- _Written instruction_:
Copy out all the lines exactly. Omit pictures.

- _Listed records_:
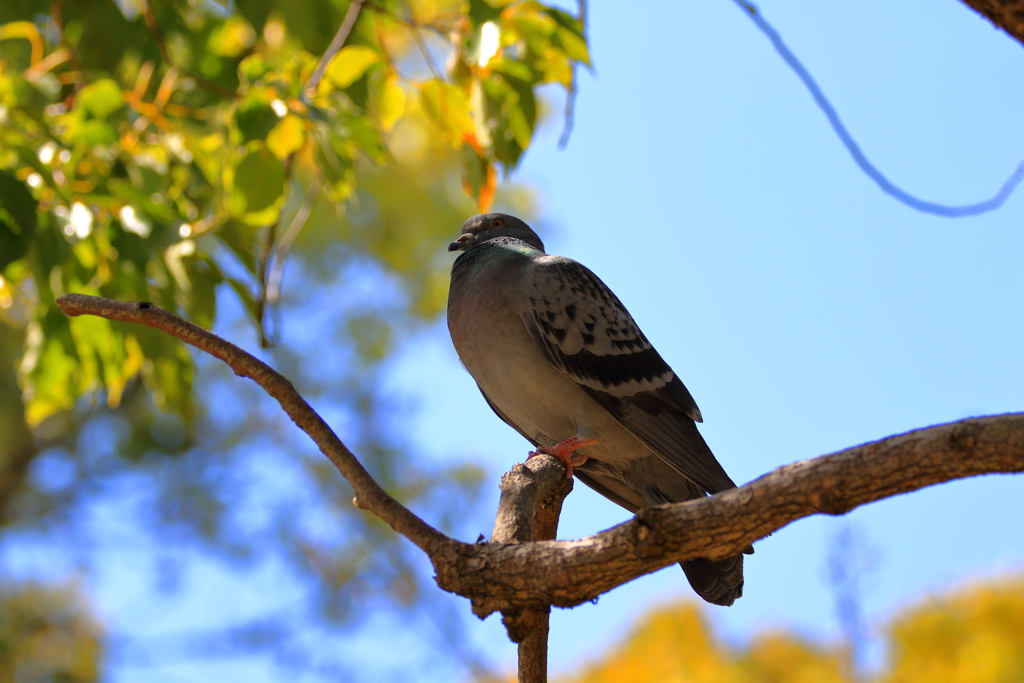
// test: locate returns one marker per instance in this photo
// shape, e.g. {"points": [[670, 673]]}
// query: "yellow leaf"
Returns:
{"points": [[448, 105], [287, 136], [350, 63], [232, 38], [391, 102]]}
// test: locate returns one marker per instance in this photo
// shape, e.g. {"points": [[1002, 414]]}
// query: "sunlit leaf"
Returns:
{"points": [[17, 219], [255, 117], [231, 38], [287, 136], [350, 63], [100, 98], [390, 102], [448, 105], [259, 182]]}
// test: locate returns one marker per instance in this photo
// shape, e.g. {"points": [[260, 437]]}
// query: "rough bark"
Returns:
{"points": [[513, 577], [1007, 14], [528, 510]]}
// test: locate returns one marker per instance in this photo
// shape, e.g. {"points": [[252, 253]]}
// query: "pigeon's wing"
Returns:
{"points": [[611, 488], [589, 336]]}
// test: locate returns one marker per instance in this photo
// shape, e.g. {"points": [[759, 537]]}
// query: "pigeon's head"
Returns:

- _Answer to the problem_:
// test: locate returns one marker per instance in this photo
// shape, e.g. {"points": [[670, 673]]}
// query: "yellow leaf"
Returns:
{"points": [[448, 105], [287, 136], [350, 63], [232, 38], [391, 102]]}
// test: locate returns one marker per instance in this photo
// shape, e.g. {"points": [[1002, 414]]}
// query: "sunlit leaf"
Returns:
{"points": [[17, 219], [255, 117], [231, 38], [287, 136], [350, 63], [100, 98], [390, 102], [448, 105], [259, 182]]}
// test: locate returns one marker per instance in this photo
// shape, e.g. {"points": [[260, 437]]}
// query: "rough bark"
Returns:
{"points": [[513, 577], [1007, 14], [528, 510]]}
// test: locate returns one marker per instance in this photo
// shape, e.g. {"points": [[252, 253]]}
// query: "pigeon's wing"
Returns:
{"points": [[611, 488], [589, 336]]}
// test: locate returns one marker per instance in this photo
// shape, e.g. {"points": [[759, 537]]}
// query: "pigeon's head"
Returns:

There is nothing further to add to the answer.